§ Action item:
Give back all of the records exactly.

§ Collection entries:
----

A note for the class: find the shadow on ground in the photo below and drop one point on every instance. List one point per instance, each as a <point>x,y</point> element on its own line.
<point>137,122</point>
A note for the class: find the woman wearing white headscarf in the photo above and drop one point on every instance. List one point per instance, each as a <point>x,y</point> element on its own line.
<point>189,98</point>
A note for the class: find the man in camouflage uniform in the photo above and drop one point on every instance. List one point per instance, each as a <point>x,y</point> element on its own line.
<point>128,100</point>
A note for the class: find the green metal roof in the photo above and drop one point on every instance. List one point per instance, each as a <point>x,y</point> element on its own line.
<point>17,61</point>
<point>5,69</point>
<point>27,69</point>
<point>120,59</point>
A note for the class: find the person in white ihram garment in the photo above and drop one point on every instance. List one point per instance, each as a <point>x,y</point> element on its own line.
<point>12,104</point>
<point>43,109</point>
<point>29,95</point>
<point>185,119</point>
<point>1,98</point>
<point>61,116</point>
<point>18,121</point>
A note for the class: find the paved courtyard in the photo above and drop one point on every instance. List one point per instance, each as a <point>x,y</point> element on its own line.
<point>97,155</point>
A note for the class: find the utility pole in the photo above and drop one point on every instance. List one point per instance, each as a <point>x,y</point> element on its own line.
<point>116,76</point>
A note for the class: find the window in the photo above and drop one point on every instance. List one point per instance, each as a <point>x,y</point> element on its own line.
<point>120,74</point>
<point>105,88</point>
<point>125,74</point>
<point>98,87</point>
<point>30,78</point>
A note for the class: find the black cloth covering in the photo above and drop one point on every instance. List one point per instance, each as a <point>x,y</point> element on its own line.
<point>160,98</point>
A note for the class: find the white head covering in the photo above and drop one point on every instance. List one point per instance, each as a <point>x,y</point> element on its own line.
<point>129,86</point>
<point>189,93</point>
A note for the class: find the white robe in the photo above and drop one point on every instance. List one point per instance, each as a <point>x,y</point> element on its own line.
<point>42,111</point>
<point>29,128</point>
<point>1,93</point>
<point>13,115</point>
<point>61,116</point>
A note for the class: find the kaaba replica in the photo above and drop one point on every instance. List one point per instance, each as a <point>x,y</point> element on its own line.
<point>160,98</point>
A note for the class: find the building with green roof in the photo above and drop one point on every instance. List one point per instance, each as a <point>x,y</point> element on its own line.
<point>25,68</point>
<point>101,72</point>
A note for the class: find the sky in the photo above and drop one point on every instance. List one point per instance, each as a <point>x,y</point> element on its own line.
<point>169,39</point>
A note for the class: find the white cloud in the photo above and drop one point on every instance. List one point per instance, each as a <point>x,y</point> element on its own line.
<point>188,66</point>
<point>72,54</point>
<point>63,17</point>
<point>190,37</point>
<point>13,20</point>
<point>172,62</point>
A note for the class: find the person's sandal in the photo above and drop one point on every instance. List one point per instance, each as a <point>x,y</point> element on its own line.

----

§ Response for this exercise:
A note for the class: find the shadow on ground in the photo below and drop one point on every instance. List one point per instance, each as a <point>x,y</point> element on its own line.
<point>137,122</point>
A note for the class: find the woman wearing white headscarf in the photo above and drop one point on every instance. List one point per instance, each as a <point>x,y</point> element on its own line.
<point>189,98</point>
A note for the class: find the man in camouflage uniform in the photo above and drop one point on every instance. List one point per instance, each as a <point>x,y</point> element on its own line.
<point>128,100</point>
A note for the class: find the green metal roof in the photo above and drop one point on every instance. List one point per instance, each as a <point>x,y</point> element on its own line.
<point>17,61</point>
<point>5,69</point>
<point>27,69</point>
<point>120,59</point>
A note for the class: find the person in white ihram garment in the photo above and drop one point on every instance. List one point per instance, each as a <point>x,y</point> element on its own line.
<point>12,104</point>
<point>43,109</point>
<point>29,95</point>
<point>185,119</point>
<point>1,98</point>
<point>61,116</point>
<point>18,121</point>
A note for the class: find the paved courtyard in the photo above and drop one point on every instance. List one point per instance, each as a <point>x,y</point> element on its own line.
<point>97,155</point>
A note for the class: find the utility pole in the photo above and drop one point on every instance. List one point per instance, each as a <point>x,y</point> element on its own line.
<point>116,76</point>
A note for the class: find the window in the photo above and drop one point on every instance. List one point per instance, each as a <point>x,y</point> element on its own line.
<point>120,74</point>
<point>105,88</point>
<point>125,74</point>
<point>98,87</point>
<point>30,78</point>
A note for the class: find the black cloth covering in the photo above and drop one point on every instance. List one point per instance, each as a <point>x,y</point> element on its own line.
<point>160,98</point>
A note for the class: find the white head covering in the photo above and drop one point on every instance. List one point per instance, each as a <point>x,y</point> element on its own line.
<point>129,86</point>
<point>189,93</point>
A note for the class: find the white robe in the photo above and drop one point on every instance. List one point per instance, each as a <point>x,y</point> element on its own line.
<point>42,111</point>
<point>29,128</point>
<point>1,93</point>
<point>13,115</point>
<point>61,116</point>
A note for the class: find the kaaba replica in the photo above and drop one point on every instance. List one point per instance, each as a <point>x,y</point> element on its own line.
<point>160,98</point>
A note for the class: find the building with green roof in the photo above and drop one point on every instance. List one point per instance, each as a <point>x,y</point> element on its own line.
<point>25,68</point>
<point>101,72</point>
A note for the class: find the sky in the photo above and drop one point on every instance. List one point per instance, each as a <point>x,y</point> element on its own line.
<point>169,39</point>
A note for the class: find the white cloud in the photo above and drop one point on every instance. List one point per instance, each as a <point>x,y</point> element on its own line.
<point>188,66</point>
<point>72,54</point>
<point>63,17</point>
<point>190,37</point>
<point>13,20</point>
<point>172,62</point>
A note for the class: find the person's sandal in the photo above and drop one point on every instance. List one point per instance, each as a <point>x,y</point> element on its own line.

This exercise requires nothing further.